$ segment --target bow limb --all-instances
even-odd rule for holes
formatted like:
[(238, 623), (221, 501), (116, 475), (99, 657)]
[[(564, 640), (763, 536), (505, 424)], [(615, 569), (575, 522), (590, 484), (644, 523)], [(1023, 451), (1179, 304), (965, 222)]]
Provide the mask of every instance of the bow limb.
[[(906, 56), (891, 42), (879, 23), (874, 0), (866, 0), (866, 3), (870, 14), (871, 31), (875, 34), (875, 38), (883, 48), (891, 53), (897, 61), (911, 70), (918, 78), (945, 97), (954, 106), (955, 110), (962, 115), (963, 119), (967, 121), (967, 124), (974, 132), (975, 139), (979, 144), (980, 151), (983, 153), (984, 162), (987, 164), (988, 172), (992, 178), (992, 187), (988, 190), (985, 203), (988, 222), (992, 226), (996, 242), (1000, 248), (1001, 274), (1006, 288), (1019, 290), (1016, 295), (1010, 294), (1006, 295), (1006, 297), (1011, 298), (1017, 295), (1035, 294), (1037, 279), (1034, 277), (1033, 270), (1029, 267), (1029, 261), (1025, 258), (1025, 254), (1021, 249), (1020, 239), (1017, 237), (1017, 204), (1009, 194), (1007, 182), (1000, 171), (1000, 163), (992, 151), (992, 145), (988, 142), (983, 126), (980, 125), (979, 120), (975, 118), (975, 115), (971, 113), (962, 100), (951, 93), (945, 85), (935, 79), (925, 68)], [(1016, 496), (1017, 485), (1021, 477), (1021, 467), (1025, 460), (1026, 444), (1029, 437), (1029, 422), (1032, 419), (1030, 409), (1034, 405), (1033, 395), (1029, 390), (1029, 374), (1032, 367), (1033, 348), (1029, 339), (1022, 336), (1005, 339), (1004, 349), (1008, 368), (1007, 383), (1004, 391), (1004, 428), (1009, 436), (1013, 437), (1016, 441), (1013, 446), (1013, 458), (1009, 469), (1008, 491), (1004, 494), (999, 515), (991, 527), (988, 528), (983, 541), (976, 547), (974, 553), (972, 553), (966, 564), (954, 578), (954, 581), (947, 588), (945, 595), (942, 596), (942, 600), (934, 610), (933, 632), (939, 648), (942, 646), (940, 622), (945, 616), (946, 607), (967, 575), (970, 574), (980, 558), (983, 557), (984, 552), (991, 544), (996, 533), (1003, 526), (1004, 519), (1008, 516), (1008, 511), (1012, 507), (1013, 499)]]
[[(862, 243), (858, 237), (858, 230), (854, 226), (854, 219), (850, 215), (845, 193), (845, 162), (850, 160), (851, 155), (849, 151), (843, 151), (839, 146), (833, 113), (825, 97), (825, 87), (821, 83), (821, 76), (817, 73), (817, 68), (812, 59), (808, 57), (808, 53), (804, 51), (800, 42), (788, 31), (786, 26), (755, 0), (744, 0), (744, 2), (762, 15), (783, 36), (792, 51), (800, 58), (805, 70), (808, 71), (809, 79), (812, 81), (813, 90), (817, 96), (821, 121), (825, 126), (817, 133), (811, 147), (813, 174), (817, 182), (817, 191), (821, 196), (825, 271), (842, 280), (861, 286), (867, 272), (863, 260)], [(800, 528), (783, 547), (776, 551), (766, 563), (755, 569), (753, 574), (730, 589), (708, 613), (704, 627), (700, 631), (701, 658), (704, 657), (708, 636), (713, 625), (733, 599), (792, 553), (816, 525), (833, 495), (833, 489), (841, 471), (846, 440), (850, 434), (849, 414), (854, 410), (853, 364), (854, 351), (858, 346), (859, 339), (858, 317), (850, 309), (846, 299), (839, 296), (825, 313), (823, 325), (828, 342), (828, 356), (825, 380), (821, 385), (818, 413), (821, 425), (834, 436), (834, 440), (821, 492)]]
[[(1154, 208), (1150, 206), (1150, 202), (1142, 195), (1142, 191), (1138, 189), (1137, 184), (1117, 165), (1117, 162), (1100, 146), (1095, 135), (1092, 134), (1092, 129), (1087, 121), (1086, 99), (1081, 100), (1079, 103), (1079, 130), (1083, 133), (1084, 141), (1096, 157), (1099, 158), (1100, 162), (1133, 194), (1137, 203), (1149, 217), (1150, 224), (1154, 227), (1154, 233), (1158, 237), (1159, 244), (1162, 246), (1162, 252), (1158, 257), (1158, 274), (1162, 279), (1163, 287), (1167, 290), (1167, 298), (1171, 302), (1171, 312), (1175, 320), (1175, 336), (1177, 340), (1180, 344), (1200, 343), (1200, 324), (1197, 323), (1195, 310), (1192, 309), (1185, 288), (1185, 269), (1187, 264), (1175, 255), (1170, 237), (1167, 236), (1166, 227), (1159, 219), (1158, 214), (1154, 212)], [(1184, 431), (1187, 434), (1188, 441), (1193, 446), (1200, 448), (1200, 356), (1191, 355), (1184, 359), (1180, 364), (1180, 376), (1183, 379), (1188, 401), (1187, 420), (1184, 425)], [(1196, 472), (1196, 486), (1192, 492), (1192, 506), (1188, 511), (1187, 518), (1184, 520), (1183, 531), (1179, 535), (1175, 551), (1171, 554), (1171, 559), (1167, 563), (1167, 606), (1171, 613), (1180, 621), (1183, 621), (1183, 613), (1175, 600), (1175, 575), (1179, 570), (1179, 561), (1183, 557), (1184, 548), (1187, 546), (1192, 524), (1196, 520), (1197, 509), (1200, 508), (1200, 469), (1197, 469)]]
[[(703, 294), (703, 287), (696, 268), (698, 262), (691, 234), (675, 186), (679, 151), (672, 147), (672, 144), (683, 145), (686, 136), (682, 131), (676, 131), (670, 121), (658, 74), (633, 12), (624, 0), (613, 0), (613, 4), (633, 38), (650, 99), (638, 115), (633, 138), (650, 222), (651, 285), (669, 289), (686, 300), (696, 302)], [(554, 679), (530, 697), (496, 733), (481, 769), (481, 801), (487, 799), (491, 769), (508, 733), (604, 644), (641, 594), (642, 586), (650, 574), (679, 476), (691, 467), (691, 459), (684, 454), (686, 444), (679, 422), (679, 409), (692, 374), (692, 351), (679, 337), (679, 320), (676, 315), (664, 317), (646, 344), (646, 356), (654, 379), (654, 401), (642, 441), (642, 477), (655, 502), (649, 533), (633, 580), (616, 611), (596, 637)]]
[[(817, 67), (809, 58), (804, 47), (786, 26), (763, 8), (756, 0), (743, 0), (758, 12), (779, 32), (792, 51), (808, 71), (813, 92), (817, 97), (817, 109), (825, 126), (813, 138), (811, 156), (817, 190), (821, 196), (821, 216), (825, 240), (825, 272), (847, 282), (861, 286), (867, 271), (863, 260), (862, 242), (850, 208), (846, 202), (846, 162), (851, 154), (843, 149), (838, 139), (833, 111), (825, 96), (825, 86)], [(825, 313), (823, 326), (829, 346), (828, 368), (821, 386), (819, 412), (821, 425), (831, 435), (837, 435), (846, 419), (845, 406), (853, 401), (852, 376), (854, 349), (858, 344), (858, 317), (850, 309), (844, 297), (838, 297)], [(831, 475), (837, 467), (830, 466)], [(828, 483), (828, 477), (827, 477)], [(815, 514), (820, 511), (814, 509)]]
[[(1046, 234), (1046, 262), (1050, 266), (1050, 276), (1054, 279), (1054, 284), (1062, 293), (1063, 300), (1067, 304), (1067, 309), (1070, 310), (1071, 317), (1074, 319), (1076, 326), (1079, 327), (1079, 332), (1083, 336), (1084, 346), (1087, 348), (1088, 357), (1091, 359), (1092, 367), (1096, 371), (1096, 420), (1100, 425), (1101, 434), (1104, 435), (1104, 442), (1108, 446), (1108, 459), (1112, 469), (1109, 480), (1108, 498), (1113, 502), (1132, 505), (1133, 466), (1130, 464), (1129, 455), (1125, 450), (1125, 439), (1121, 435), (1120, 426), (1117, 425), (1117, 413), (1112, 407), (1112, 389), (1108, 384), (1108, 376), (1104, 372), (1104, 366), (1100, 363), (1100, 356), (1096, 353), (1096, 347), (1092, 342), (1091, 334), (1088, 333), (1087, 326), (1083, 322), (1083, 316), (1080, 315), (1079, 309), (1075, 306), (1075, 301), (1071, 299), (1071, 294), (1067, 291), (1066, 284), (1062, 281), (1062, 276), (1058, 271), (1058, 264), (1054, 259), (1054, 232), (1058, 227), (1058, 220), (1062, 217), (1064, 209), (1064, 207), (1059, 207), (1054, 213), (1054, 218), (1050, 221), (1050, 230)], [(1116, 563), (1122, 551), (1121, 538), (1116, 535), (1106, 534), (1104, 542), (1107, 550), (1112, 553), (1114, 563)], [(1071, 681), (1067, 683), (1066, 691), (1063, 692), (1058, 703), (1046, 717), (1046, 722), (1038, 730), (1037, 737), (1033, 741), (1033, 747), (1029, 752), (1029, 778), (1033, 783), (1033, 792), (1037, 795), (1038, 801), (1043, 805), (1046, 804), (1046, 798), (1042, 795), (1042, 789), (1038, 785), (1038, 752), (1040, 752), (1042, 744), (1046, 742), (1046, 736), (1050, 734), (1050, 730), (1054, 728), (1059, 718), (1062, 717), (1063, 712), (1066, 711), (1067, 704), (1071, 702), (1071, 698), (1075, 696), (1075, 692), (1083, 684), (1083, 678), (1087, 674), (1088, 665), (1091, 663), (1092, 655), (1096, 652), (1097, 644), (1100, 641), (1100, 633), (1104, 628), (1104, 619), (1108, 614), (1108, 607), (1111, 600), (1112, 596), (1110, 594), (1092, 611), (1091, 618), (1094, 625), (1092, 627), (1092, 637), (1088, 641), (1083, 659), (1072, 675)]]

★ ★ ★ ★ ★

== Action item ==
Output, exactly and in full, the lines from the start of the entries above through the line that contains "304), (965, 222)]]".

== Answer for this exercise ==
$ segment --target bow limb --all-instances
even-odd rule for holes
formatted like:
[(238, 623), (221, 501), (116, 475), (99, 657)]
[[(564, 640), (763, 536), (505, 424)], [(615, 569), (575, 522), (590, 484), (644, 523)], [(1023, 451), (1179, 304), (965, 222)]]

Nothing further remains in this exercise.